■ What is being asked: The listing below must be repeated word for word, with its images excluded.

Excerpts of pointing data
○ ○ ○

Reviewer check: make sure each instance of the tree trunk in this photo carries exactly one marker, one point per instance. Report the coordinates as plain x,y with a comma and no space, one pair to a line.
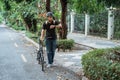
63,18
48,5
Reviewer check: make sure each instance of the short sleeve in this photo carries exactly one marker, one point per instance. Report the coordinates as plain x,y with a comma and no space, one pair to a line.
43,26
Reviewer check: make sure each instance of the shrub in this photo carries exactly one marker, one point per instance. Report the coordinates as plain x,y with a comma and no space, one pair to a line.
102,64
65,44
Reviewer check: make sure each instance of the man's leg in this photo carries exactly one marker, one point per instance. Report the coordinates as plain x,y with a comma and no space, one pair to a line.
49,52
53,49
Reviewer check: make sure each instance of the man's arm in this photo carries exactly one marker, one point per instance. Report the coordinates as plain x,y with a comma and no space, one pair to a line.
57,26
42,34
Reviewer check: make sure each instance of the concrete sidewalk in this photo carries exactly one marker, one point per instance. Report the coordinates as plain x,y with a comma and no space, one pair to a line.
72,59
91,41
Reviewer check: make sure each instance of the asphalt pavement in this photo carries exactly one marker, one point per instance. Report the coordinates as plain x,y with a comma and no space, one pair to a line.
18,60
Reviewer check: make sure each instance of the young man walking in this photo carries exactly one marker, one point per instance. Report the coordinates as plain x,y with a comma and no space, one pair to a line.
48,28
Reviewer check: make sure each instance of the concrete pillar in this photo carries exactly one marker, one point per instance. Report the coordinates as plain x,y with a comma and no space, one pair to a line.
87,24
110,24
72,21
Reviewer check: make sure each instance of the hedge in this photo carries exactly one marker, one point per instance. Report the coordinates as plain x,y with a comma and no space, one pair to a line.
102,64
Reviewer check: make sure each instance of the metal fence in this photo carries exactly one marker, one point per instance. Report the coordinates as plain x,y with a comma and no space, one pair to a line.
79,23
98,24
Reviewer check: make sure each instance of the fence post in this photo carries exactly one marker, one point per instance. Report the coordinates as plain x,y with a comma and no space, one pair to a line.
87,24
72,21
110,24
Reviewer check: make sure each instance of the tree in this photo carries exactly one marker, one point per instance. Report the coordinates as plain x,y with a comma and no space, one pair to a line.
63,19
86,6
108,3
48,5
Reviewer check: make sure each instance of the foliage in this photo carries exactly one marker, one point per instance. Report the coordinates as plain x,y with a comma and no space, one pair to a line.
87,6
65,44
108,3
102,64
98,24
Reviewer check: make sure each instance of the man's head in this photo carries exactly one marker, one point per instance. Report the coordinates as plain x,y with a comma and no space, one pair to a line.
50,16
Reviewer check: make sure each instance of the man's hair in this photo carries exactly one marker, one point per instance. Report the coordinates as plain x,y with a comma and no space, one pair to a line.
49,14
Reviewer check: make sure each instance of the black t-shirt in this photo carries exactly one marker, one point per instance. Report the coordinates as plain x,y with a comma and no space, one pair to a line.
50,33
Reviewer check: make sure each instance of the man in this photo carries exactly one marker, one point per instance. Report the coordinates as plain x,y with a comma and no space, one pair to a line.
50,39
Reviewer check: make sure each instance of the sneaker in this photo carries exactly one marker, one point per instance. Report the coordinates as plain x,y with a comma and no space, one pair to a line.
53,65
49,65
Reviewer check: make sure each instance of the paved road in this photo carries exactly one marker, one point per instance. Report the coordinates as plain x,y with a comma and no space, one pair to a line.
17,60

○ ○ ○

■ Final result:
Reviewer check: make sure each instance of the tree trunk in this photo carries exactly one marker, one point per instance. Report the coordinates as plain x,y with a comma and no space, one pair to a line.
63,18
48,5
Reviewer check: make sure each instance of the short sleeve in this photo carries exactly one marker, one point per instance. Report the coordinates as plain x,y with a comma and no space, one pair to a line.
43,26
Reviewer check: make sure each instance of the shrub in this photo carries exactly one marker, one point per instance. Report the coordinates as plain x,y with a comma and no space, one pair to a line.
102,64
65,44
Reviewer check: make sure each instance of the man's leg in this photo carries exactly one marker, one point per instance. Report the coordinates as plain x,y with a comma and no space, one pair to a line.
49,52
53,49
Reviewer check: make sure each instance of the man's arm in this photo carries exactly one marker, one point per instance. Report the coordinates as plain x,y with a comma and no space, one pair to a line.
57,26
42,34
Reviewer check: make sure each instance of the concrete sidewalk in this photo carries exactly one marker, one point per instance. Report the coordinates as plain x,y with a comma and no space, one pair to a line.
72,59
91,41
Reviewer check: make sure each instance of the asphalt pavement in this photo carries exactly one marker, one point per instance. Report the coordinates as plain x,y with a comma and no space, one pair to a line.
18,60
Reviewer check: make sure each instance of the young man walking in this photo carries exactly one marker, one point per instance. Report the coordinates as plain x,y with a comma and no space, one pair to a line.
48,28
Reviewer check: make sure each instance of the concrete pillar in this photo carries exactly one marker, one point per instance. Report the coordinates as plain x,y with a comma and no space, one pair to a line.
87,24
110,24
72,21
Reviewer check: make sure each instance of the hedge in this photo carries exactly one marker, one point per instance. Report the coordinates as plain x,y with a comma and no space, one pair to a line.
102,64
Reviewer check: make sure each instance of the metal fence in this photo carries exactly one marker, one point per instance. Report the coordinates as plain x,y with a comma and no space, one pair to a line.
79,23
98,24
Reviewer check: make sure each instance of the fence post in this photo carries exactly one marker, one point per instance. Report the coordinates as plain x,y with a comma and no space, one pair to a line.
87,24
72,21
110,24
Reviewer check: make sure each instance of the tree in this photo carries exactly one marker, one point per instance. Report the coordinates as plain x,y with a comma and no space, one pair to a line.
63,19
86,6
108,3
48,5
Reviewer check: make sure each instance of the foliage in this photo carries exactly one marker, one point per instance. Report the coordinates as plain x,y with a comma and no space, one pair to a line.
87,6
65,44
108,3
102,64
98,24
Reviewer check: make sure each instance of the man's head in this photo carries exactly one marker, one point per instance. Report the coordinates as plain x,y with a comma and no space, one pair to a line.
50,16
Reviewer check: make sure each instance of the man's hair in this photo carries exactly one marker, one point per instance. Report the coordinates as plain x,y with a comma and no space, one pair to a line.
49,14
Reviewer check: make sure each instance of the black t-shirt in this photo carries exactly one marker, one point per instance. Report the coordinates as plain x,y with a comma and no space, one pair to a line.
50,33
Reviewer check: make sure each instance of the man in this photo carries exactly one marker, one point per instance. Report the coordinates as plain x,y with a comma and no space, one pair to a line.
50,39
Reviewer check: make sure each instance of the sneaker in this photo carries exactly one marker, one point per instance. Report the coordinates as plain x,y with a comma and no space, one pair to a line.
53,65
49,65
Reviewer check: make sure each instance of the paved road in this photo carries exactly one marker, one point per instance. Report the coordinates as plain x,y with a comma and no space, one pair to a line.
17,60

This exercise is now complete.